### Stated exercise
Collect every line of the records below that contains the string "doorway" and copy each one in full. Treat the match as case-sensitive.
* Start Material supplied *
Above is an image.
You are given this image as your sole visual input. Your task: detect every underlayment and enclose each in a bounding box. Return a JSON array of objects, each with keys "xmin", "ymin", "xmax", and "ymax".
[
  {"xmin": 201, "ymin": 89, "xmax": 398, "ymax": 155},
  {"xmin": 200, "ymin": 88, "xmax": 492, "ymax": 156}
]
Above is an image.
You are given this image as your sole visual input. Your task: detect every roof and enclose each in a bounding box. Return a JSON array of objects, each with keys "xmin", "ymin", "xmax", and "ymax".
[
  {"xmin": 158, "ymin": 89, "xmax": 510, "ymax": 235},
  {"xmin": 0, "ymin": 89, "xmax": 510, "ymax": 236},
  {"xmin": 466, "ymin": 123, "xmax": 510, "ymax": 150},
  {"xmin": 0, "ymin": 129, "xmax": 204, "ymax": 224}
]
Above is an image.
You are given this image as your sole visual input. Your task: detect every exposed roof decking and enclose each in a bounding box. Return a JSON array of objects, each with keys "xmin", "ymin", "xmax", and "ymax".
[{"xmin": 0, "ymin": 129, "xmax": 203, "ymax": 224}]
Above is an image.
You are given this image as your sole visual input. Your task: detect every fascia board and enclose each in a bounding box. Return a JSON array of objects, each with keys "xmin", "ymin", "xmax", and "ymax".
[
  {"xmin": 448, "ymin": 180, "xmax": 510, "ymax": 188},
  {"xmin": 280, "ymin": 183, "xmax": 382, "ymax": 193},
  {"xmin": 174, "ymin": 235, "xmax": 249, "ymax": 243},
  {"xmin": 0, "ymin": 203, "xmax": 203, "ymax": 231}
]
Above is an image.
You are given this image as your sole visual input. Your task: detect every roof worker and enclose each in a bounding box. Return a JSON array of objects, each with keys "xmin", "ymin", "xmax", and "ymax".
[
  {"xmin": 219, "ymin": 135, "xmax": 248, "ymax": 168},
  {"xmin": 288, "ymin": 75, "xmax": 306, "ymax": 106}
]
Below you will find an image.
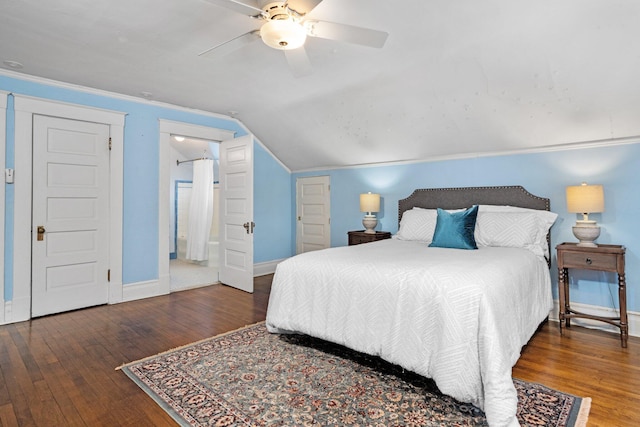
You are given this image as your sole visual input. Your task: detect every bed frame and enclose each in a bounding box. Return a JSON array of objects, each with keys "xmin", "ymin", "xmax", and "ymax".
[{"xmin": 398, "ymin": 185, "xmax": 551, "ymax": 265}]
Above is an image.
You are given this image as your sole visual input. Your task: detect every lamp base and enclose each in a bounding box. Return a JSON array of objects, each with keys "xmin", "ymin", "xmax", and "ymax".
[
  {"xmin": 362, "ymin": 215, "xmax": 378, "ymax": 234},
  {"xmin": 571, "ymin": 221, "xmax": 600, "ymax": 248}
]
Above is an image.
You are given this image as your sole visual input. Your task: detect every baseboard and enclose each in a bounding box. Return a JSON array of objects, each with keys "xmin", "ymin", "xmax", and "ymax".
[
  {"xmin": 122, "ymin": 280, "xmax": 169, "ymax": 302},
  {"xmin": 253, "ymin": 258, "xmax": 286, "ymax": 277},
  {"xmin": 0, "ymin": 300, "xmax": 11, "ymax": 325},
  {"xmin": 549, "ymin": 301, "xmax": 640, "ymax": 337},
  {"xmin": 3, "ymin": 296, "xmax": 31, "ymax": 324}
]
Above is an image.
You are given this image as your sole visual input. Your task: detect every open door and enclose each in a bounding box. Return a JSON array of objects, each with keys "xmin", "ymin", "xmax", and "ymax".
[{"xmin": 220, "ymin": 135, "xmax": 255, "ymax": 292}]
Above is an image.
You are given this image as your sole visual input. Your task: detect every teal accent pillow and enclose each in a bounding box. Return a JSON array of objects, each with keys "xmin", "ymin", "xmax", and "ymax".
[{"xmin": 429, "ymin": 205, "xmax": 478, "ymax": 249}]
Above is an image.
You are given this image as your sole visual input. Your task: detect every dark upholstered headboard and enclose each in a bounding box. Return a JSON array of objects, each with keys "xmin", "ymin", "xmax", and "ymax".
[
  {"xmin": 398, "ymin": 185, "xmax": 550, "ymax": 223},
  {"xmin": 398, "ymin": 185, "xmax": 551, "ymax": 266}
]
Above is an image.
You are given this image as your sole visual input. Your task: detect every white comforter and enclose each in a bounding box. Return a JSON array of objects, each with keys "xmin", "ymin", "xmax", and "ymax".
[{"xmin": 267, "ymin": 239, "xmax": 553, "ymax": 426}]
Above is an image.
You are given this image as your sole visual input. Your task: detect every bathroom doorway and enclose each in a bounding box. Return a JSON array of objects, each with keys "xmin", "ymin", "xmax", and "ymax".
[{"xmin": 169, "ymin": 135, "xmax": 220, "ymax": 292}]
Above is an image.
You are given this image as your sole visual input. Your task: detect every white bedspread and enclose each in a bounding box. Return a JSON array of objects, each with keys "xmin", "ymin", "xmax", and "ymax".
[{"xmin": 267, "ymin": 239, "xmax": 553, "ymax": 426}]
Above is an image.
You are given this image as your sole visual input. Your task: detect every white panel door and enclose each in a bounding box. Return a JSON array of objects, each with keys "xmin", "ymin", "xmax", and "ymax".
[
  {"xmin": 220, "ymin": 135, "xmax": 254, "ymax": 292},
  {"xmin": 296, "ymin": 176, "xmax": 331, "ymax": 254},
  {"xmin": 31, "ymin": 115, "xmax": 109, "ymax": 317}
]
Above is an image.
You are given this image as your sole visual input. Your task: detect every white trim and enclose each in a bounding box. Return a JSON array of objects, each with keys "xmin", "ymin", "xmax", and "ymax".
[
  {"xmin": 12, "ymin": 94, "xmax": 125, "ymax": 322},
  {"xmin": 0, "ymin": 69, "xmax": 232, "ymax": 122},
  {"xmin": 158, "ymin": 119, "xmax": 235, "ymax": 294},
  {"xmin": 293, "ymin": 135, "xmax": 640, "ymax": 173},
  {"xmin": 253, "ymin": 258, "xmax": 286, "ymax": 277},
  {"xmin": 0, "ymin": 91, "xmax": 8, "ymax": 325},
  {"xmin": 549, "ymin": 300, "xmax": 640, "ymax": 337},
  {"xmin": 122, "ymin": 280, "xmax": 168, "ymax": 302}
]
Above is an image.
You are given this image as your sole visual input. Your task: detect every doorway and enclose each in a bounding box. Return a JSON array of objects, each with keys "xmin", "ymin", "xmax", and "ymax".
[{"xmin": 169, "ymin": 135, "xmax": 220, "ymax": 292}]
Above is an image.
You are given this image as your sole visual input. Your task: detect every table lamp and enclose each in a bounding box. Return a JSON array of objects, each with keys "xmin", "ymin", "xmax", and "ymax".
[
  {"xmin": 360, "ymin": 192, "xmax": 380, "ymax": 234},
  {"xmin": 567, "ymin": 182, "xmax": 604, "ymax": 247}
]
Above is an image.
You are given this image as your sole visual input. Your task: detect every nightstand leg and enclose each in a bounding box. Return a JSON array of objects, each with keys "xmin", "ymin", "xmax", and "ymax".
[
  {"xmin": 564, "ymin": 268, "xmax": 571, "ymax": 328},
  {"xmin": 618, "ymin": 273, "xmax": 629, "ymax": 348},
  {"xmin": 558, "ymin": 268, "xmax": 565, "ymax": 335}
]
* End Material supplied *
### Written reply
You are given this image as your sole visual input. Your task: detect every bathroom doorway and enclose each in a bounding box. Return a JSON array of objects, each with keys "xmin", "ymin", "xmax", and "ymax".
You are given this image as your sole visual input. Your task: detect every doorway and enclose each in a bounding box. Return a JSON array of objects, each with keys "xmin", "ymin", "xmax", and "ymax".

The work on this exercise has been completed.